* BEGIN *
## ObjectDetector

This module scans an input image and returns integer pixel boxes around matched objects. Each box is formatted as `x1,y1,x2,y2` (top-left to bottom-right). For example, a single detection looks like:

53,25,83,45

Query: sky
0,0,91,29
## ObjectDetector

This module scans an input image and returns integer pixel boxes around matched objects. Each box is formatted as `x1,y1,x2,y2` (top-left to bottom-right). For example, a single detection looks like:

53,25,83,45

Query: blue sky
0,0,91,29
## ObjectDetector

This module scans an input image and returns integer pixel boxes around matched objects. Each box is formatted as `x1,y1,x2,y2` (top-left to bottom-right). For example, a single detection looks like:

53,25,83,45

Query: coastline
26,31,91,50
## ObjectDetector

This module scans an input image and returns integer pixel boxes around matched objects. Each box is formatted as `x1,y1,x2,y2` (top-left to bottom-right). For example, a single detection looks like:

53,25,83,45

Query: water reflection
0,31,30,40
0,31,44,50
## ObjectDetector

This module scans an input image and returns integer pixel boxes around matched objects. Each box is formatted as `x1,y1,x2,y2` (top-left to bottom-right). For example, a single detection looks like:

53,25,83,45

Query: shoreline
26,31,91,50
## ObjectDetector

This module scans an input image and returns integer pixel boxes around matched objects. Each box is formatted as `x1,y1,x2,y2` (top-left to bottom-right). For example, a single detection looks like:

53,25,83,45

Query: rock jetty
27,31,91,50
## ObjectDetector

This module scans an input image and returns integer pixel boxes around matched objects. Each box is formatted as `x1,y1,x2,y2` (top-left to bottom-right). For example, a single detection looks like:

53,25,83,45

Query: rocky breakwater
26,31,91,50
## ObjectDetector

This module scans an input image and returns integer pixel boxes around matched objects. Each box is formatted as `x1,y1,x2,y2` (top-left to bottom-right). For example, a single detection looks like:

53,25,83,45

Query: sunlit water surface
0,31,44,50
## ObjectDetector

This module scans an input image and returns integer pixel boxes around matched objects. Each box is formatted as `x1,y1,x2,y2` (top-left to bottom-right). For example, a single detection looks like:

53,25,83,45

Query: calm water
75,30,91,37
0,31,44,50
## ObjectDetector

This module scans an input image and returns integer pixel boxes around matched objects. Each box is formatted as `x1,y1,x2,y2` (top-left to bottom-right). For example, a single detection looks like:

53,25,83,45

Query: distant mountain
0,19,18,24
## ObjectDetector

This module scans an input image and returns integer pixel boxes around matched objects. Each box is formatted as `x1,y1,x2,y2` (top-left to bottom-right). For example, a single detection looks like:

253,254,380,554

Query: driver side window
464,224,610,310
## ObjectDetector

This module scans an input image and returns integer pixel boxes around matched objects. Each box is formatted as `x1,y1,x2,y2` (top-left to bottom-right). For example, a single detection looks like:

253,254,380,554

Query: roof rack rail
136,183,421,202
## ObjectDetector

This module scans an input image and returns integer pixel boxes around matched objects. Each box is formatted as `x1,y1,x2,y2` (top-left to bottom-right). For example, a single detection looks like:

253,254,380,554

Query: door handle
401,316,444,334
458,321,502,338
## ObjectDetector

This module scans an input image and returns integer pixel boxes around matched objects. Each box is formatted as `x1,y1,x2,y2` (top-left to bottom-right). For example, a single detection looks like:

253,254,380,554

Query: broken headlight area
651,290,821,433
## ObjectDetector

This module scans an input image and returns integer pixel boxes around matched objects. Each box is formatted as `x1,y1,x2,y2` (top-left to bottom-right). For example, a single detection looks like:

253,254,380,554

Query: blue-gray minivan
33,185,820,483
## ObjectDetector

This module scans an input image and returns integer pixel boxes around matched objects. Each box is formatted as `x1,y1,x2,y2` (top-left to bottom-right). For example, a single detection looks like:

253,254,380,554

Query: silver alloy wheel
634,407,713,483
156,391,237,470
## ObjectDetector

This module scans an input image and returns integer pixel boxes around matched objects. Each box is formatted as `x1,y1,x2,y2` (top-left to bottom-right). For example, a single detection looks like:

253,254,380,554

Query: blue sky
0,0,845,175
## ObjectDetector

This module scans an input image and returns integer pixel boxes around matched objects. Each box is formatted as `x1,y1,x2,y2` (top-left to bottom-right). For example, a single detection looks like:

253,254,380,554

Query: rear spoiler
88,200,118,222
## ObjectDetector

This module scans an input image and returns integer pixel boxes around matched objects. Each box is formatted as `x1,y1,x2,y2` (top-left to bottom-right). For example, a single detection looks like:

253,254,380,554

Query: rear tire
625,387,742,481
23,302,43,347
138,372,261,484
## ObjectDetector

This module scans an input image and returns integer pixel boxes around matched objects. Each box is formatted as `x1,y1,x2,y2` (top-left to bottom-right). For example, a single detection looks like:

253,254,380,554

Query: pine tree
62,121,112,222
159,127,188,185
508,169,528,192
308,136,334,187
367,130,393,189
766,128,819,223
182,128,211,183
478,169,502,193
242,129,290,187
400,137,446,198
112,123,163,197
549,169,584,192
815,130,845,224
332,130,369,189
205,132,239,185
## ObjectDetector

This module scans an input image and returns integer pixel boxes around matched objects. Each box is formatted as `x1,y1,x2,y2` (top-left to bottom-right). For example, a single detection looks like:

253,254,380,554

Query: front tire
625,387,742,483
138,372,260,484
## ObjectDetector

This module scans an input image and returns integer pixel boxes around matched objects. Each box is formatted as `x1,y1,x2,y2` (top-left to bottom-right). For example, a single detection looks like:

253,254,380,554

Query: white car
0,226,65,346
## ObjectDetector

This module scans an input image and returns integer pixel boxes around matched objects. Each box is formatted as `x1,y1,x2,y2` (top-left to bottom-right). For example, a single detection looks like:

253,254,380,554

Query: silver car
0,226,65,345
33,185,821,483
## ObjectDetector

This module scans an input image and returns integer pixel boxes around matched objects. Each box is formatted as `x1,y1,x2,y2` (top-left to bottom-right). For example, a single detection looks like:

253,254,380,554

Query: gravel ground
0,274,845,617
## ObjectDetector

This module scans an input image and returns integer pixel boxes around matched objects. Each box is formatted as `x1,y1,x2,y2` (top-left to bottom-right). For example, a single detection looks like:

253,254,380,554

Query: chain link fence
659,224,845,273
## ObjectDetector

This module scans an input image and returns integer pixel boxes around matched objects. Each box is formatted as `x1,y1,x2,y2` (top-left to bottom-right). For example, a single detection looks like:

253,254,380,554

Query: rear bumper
* END *
### REQUIRED TASK
Which lines of the records contain the word "rear" with matching case? Report each of those lines in full.

### THE REPLY
Query: rear spoiler
Query: rear tire
Query: rear bumper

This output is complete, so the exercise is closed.